From the passage on cocktail dresses below, pull out the text between "Though a tipsy" and "calf-length full skirt.", inclusive, copying it word for word.

-- begin Document text --

In the acclaimed 1950 movie, All About Eve, Bette Davis’ character, Margo Channing, launches her cocktail party by downing a Gibson and uttering the famous line, “Fasten your seat belts, it’s going to be a bumpy night.”
Though a tipsy Margo ends up ruining the party with her increasing bitterness, she looks sensational the whole time in her glamorous cocktail dress. Made of brown gros de Londres (heavy silk that photographs well in black and white) and trimmed in rich brown sable, the dress is one of the most iconic film dresses of all time.
In Edith Head’s Hollywood, Head said for that pivotal movie moment, she envisioned the iconic cocktail-dress silhouette of 1950. That silhouette was heavily influenced by the “New Look” collection French designer Christian Dior debuted in 1947, and which was still considered the height of fashion: a tight bodice, belted waist, and calf-length full skirt.
In fact, in the late 1940s, Dior was the first to dub dresses worn in the early evening as “cocktail” dresses. But women were turning heads in other glamorous creations worn for cocktails long before then as they began exercising their freedom to drink alcohol in public.
With the festive party season upon us to dress up and drink, we’re taking a look at the history of women’s cocktail attire.

-- end Document text --
-- begin Information shown --

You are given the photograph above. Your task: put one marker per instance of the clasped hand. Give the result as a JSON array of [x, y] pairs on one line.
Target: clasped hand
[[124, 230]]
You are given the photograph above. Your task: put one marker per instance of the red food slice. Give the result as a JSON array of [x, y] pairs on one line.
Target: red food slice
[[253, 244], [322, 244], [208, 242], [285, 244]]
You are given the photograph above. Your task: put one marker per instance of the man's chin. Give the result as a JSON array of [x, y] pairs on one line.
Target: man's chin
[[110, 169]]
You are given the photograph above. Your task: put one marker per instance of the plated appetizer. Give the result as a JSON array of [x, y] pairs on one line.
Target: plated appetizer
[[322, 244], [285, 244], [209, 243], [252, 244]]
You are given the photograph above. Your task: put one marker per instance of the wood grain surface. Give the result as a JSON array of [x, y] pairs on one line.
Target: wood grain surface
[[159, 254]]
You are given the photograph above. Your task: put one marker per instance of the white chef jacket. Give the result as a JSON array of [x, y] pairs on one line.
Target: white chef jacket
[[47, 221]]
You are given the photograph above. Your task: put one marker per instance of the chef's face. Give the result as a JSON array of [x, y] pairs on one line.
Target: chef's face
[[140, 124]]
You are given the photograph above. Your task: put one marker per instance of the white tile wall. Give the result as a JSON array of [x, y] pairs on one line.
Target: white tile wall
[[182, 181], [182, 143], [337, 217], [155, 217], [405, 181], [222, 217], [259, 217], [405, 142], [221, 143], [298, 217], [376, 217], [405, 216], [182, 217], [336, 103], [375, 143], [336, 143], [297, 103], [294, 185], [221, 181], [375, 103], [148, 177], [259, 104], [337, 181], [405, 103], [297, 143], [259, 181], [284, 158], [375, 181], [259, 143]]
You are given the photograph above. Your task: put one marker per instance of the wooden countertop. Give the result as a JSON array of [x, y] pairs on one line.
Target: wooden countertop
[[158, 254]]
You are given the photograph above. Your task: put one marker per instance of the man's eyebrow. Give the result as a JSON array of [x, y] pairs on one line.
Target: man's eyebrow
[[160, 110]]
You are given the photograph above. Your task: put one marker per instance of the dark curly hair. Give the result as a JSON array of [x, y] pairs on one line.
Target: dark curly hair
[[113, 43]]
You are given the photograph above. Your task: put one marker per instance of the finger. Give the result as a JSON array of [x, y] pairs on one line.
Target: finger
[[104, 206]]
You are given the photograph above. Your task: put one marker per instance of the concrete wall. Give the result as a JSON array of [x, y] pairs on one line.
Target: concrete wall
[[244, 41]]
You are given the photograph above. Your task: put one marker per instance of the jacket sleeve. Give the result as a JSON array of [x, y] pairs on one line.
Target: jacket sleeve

-- end Information shown --

Complete answer -
Though a tipsy Margo ends up ruining the party with her increasing bitterness, she looks sensational the whole time in her glamorous cocktail dress. Made of brown gros de Londres (heavy silk that photographs well in black and white) and trimmed in rich brown sable, the dress is one of the most iconic film dresses of all time.
In Edith Head’s Hollywood, Head said for that pivotal movie moment, she envisioned the iconic cocktail-dress silhouette of 1950. That silhouette was heavily influenced by the “New Look” collection French designer Christian Dior debuted in 1947, and which was still considered the height of fashion: a tight bodice, belted waist, and calf-length full skirt.